*展示文段:*
__________________________________________________

作为海南本地人,他关注海南的文化创作,以自身的方式默默支持。在《被遗忘的西部——在游桂光山水画前的联想》如是说:“海南岛最好的时光漫长而无人知晓,如今,它的美为越来越多好奇的目光所戳穿,成为一种消费品。成千上万的外地人乘着飞机越过千山万水,像鸟群一样从空中降落下来,为的是到清纯的椰风中做一次深呼吸,到透明的海水里洗一下尘埃,然后又带着淡淡的惆怅回到原来的生活里去。在某种意义上,游桂光成了西部的代言人。他的墨迹加深了我等对西部人情世故和历史文化内蕴的谅解。我等寄生的美丽的岛屿迄今尚未得到很好的呵护,它最能够唤醒我们内心孩子般无邪情感的那部分正在残忍地减少着,游桂光画作中的让人感到无比清凉的树木也遭到砍伐。若干年以后,他的作品是否会成为海南岛美好时光的追悼和怀念?这正是我夜里所担心。”

__________________________________________________

*所给列表:*
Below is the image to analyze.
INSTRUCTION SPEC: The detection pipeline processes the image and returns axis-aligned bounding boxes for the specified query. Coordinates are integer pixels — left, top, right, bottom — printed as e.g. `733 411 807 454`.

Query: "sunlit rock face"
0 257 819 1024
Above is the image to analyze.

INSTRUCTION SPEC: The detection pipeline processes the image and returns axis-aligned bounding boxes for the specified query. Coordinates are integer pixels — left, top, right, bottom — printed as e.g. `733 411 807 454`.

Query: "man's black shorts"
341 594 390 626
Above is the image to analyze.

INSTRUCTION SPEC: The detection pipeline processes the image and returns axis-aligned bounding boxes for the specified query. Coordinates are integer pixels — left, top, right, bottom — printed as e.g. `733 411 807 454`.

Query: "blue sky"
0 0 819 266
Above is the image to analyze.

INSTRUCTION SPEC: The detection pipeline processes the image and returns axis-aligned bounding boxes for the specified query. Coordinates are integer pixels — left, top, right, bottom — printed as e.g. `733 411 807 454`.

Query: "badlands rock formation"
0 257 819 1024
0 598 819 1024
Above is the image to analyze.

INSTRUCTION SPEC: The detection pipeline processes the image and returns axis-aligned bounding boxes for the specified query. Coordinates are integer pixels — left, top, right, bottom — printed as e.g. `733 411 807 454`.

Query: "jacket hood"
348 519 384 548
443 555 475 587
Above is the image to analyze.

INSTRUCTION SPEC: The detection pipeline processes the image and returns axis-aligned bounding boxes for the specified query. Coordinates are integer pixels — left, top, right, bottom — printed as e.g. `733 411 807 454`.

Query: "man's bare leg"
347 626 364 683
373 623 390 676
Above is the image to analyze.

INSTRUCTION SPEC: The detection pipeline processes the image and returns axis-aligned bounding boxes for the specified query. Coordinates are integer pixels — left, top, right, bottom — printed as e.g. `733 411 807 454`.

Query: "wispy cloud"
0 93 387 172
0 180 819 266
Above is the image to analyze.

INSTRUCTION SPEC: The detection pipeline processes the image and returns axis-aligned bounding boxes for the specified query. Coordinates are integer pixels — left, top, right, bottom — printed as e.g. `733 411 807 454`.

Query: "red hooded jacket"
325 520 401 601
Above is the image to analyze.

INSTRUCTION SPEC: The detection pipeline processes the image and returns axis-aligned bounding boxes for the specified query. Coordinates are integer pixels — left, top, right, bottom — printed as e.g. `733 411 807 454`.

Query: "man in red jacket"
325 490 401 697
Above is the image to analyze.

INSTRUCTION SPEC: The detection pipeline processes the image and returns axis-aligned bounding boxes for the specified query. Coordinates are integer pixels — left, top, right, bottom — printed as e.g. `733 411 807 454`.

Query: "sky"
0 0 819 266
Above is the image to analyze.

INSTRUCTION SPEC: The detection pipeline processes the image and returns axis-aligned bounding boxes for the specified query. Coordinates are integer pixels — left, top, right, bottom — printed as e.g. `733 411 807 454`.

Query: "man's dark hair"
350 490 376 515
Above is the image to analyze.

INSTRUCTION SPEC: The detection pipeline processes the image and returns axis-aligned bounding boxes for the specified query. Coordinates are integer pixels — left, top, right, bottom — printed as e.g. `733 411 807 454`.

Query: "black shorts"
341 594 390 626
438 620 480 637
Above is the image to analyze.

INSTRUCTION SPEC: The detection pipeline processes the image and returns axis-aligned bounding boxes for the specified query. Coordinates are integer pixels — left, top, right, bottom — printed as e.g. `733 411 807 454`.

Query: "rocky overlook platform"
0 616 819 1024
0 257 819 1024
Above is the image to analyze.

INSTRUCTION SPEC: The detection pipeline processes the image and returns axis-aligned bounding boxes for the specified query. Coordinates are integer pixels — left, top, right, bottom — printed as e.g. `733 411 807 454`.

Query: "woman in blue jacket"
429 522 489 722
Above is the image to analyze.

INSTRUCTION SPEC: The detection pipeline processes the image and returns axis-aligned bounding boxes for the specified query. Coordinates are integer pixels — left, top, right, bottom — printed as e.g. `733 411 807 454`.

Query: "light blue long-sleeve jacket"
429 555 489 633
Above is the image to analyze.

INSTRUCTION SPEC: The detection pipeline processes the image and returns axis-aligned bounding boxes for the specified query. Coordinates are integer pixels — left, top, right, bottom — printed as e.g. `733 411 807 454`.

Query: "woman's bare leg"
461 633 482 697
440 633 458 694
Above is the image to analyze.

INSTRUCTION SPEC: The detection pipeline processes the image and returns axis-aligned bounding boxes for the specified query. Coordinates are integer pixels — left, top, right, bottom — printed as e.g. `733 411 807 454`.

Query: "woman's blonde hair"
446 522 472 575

__________________________________________________

*任务说明:*
a) 把列表中从开头一直到含有“443 555 475 587”的那一行(两端都算在内)这一段导出为两列CSV,列名分别为“请求文本”和“答案”。每个请求占一行,两个字段都用引号括起来,字段中的换行改为空格。
b) 接着那段谈海南岛与游桂光山水画的文字往下写,从最后一句之后开始。

*回答内容:*
a)
请求文本,答案
"Below is the image to analyze. INSTRUCTION SPEC: The detection pipeline processes the image and returns axis-aligned bounding boxes for the specified query. Coordinates are integer pixels — left, top, right, bottom — printed as e.g. `733 411 807 454`. Query: ""sunlit rock face""","0 257 819 1024"
"Above is the image to analyze. INSTRUCTION SPEC: The detection pipeline processes the image and returns axis-aligned bounding boxes for the specified query. Coordinates are integer pixels — left, top, right, bottom — printed as e.g. `733 411 807 454`. Query: ""man's black shorts""","341 594 390 626"
"Above is the image to analyze. INSTRUCTION SPEC: The detection pipeline processes the image and returns axis-aligned bounding boxes for the specified query. Coordinates are integer pixels — left, top, right, bottom — printed as e.g. `733 411 807 454`. Query: ""blue sky""","0 0 819 266"
"Above is the image to analyze. INSTRUCTION SPEC: The detection pipeline processes the image and returns axis-aligned bounding boxes for the specified query. Coordinates are integer pixels — left, top, right, bottom — printed as e.g. `733 411 807 454`. Query: ""badlands rock formation""","0 257 819 1024 0 598 819 1024"
"Above is the image to analyze. INSTRUCTION SPEC: The detection pipeline processes the image and returns axis-aligned bounding boxes for the specified query. Coordinates are integer pixels — left, top, right, bottom — printed as e.g. `733 411 807 454`. Query: ""jacket hood""","348 519 384 548 443 555 475 587"

b)
在孔见的文字世界里,他任凭自己的思想在无穷无尽的虚空中漫游,让自己的灵魂在这种漫游中寻找一种实在,寻找一个真正的文字故乡。正如他在《卑微者的生存智慧》一书的后记中写道:“我给自己的文字负载了一种愿望:展现生活中种种物事流过一颗善良心灵所泛起的光影。”话说得很平实,但却是实实在在,体现了一个写作者应有的品质。然而孔见也有直指人心的冷语,说得读者毛骨悚然。譬如,人活着是为什么?这样的问题,孔见说得头头是道。他说,活着=X。或者说,为了X而活着。这X是方程的一端,而另一端呢?不敢再想。他说,这无边的世界,这无边的想象。这有限的生命。他说生,说死。说活着是虚无,但不能仅仅陷入于虚无。这赤贫的精神啊,需要我们用什么来祭奠?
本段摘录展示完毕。